*Stored rows*:
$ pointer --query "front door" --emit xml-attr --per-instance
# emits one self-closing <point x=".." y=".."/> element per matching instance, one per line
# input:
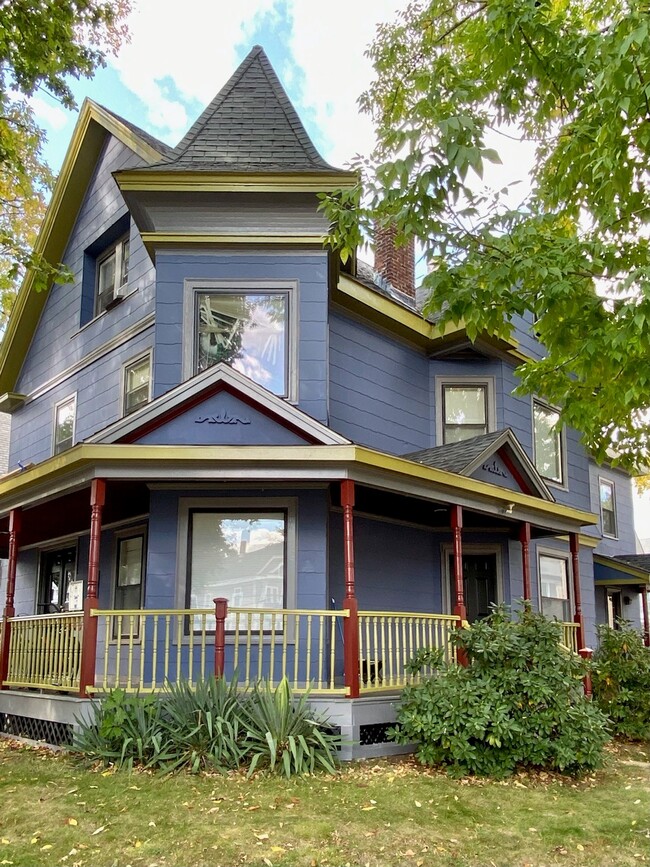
<point x="479" y="583"/>
<point x="58" y="572"/>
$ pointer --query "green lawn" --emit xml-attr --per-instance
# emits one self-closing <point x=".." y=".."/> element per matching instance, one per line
<point x="375" y="813"/>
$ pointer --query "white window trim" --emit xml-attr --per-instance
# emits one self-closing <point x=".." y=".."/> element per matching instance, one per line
<point x="71" y="397"/>
<point x="563" y="484"/>
<point x="612" y="483"/>
<point x="291" y="287"/>
<point x="557" y="555"/>
<point x="486" y="382"/>
<point x="287" y="504"/>
<point x="130" y="363"/>
<point x="446" y="549"/>
<point x="116" y="247"/>
<point x="128" y="533"/>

*The request*:
Turn the lines above into a numbered list. Skip any blank lines and leave out the pictures.

*Written response*:
1. $ pointer --query "front door" --emit xml-attr --per-instance
2. # emits one self-closing <point x=".." y=".."/> element per matching instance, one per line
3. # input:
4. <point x="479" y="583"/>
5. <point x="58" y="572"/>
6. $ pointer --query "green lawn" --emit xml-attr --per-instance
7. # emits one self-closing <point x=".." y=".."/> element per matching instance, one per line
8. <point x="375" y="813"/>
9. $ pointer --query "white window trim" --emit xml-attr --per-instance
10. # emits one self-closing <point x=".." y=".."/> element per matching instance, one per line
11. <point x="71" y="397"/>
12. <point x="563" y="484"/>
13. <point x="612" y="483"/>
14. <point x="291" y="287"/>
15. <point x="557" y="555"/>
16. <point x="486" y="382"/>
17. <point x="287" y="504"/>
18. <point x="130" y="363"/>
19. <point x="446" y="549"/>
20. <point x="116" y="247"/>
21. <point x="128" y="533"/>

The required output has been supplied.